__EXCERPT__
____________

It’s not necessary to talk. You can just sit with other people and not say anything. If you talk all the time you’ll run out of things to say.
It gets cold once the sun has gone down. The wind gets up, but can’t decide which direction it’s blowing in. Sunil gats some firewood from lower down the ridge where there are trees. We sit around the fire with sleeping bags around our shoulders drinking bottles of beer and smoking charis. It takes time to slow down. I still have the feeling that I’m waiting for something to happen, but then remind myself that nothing is going to happen, except tomorrow morning the sun will rise, we’ll sit around for a while and then walk back down to McLeod Ganj. I’m not sure what time it was when I stepped over the sleeping bodies and crates blocking the chai shop doorway and got outside to have a piss. The sun was not yet visible but it was light. If I’d stayed outside for a bit longer I would have seen the sun rise, as I had been saying I would do the night before, but now I just want a couple more hours of sleep.
Lightening flashes outside the windows. A wet woman walks in and asks for an ashtray. This is a no smoking restaurant, the only one in town. She’s told she can go out on the balcony to smoke but she doesn’t fancy it. At another table an American woman (or possibly Canadian, but I don’t think so) is talking about realizing that there is no I, I don’t exist. In our community, when we realized someone wasn’t in their body we would stop speaking to them, and then when they came back we’d say welcome back, now we can continue our conversation.

____________

__TASK OBJECTIVE__
Translate this sentence from the excerpt into Spanish: "It gets cold once the sun has gone down."

____________

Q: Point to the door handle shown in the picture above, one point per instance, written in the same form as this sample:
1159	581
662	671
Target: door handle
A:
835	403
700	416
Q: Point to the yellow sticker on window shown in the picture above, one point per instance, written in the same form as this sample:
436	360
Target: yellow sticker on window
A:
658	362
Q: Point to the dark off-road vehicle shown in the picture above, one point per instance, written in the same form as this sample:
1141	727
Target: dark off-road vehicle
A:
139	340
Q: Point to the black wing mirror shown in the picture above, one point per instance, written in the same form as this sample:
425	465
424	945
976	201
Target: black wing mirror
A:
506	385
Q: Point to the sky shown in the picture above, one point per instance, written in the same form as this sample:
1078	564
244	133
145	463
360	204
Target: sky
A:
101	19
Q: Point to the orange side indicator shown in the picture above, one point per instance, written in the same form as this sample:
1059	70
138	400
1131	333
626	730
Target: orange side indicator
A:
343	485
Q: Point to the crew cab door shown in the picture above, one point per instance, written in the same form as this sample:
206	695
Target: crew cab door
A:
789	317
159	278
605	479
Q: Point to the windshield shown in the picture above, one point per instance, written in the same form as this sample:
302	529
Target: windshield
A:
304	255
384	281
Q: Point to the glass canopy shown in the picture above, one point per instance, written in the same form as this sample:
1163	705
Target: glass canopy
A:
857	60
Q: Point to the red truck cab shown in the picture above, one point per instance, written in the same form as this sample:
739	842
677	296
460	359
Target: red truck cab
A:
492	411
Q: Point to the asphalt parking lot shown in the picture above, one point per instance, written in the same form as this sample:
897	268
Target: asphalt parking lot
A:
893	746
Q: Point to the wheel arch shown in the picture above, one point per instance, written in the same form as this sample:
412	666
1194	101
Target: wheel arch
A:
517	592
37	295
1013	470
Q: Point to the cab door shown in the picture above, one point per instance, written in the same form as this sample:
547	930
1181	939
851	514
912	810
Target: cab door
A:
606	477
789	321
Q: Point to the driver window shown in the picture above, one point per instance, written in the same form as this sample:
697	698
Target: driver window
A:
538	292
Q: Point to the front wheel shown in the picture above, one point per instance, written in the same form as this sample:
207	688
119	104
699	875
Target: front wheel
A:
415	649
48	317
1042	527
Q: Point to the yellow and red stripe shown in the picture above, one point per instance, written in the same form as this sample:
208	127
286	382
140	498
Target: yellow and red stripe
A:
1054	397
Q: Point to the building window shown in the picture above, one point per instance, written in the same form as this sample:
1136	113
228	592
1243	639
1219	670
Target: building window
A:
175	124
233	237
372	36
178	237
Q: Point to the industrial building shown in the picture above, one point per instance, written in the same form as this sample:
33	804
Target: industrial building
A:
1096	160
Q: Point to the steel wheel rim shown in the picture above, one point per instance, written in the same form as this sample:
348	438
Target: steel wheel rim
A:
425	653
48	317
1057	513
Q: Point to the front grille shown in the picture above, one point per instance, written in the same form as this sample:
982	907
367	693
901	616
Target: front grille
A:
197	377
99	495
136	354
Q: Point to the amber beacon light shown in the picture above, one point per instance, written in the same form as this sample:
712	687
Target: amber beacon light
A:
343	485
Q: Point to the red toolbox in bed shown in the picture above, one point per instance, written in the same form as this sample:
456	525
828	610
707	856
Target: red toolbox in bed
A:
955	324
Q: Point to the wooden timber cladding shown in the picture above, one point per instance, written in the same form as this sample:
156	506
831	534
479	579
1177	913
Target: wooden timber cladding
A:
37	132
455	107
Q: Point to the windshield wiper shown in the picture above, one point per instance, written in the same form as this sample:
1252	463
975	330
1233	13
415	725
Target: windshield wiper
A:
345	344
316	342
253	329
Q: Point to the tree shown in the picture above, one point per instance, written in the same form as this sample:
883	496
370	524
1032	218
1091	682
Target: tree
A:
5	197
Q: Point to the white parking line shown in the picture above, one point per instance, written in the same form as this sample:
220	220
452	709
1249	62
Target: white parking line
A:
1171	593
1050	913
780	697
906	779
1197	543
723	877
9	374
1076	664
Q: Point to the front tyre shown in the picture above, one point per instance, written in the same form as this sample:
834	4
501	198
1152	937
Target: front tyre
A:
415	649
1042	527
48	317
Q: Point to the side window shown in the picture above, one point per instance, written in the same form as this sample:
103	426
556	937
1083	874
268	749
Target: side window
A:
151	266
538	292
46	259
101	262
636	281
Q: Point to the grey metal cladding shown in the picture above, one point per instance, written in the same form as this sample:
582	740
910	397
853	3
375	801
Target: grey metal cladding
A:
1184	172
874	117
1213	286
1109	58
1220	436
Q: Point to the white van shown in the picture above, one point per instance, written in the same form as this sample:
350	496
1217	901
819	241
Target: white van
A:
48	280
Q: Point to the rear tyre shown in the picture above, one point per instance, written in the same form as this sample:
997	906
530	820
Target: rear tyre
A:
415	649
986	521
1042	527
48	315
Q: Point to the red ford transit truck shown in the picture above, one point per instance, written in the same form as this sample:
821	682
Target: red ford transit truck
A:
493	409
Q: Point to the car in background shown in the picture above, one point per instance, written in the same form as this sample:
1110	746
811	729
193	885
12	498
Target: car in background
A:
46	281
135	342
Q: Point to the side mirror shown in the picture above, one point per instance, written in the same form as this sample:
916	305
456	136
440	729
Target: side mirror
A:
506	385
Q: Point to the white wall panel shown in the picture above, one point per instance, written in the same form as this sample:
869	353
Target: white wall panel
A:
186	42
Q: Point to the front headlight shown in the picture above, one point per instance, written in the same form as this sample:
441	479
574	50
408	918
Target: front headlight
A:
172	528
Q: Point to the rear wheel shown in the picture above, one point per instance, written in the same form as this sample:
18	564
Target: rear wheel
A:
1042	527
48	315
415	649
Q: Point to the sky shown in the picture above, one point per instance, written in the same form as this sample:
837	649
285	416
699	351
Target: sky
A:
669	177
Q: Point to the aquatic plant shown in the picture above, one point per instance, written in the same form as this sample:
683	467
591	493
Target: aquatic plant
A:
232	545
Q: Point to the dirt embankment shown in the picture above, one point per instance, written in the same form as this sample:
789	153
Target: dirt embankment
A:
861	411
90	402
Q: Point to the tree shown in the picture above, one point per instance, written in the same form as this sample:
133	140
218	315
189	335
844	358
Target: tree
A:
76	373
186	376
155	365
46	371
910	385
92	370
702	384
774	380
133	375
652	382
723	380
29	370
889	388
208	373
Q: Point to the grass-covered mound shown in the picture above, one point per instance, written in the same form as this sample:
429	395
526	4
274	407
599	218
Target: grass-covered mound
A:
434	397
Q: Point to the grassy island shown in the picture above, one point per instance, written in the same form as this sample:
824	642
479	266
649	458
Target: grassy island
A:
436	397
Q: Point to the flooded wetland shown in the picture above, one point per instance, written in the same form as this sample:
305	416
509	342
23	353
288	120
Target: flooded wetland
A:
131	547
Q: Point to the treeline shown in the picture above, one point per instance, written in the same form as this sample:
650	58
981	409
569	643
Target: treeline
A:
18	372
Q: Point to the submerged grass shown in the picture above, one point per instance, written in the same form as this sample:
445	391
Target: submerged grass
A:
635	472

____________

__EXERCISE SOLUTION__
Hace frío una vez que se ha puesto el sol.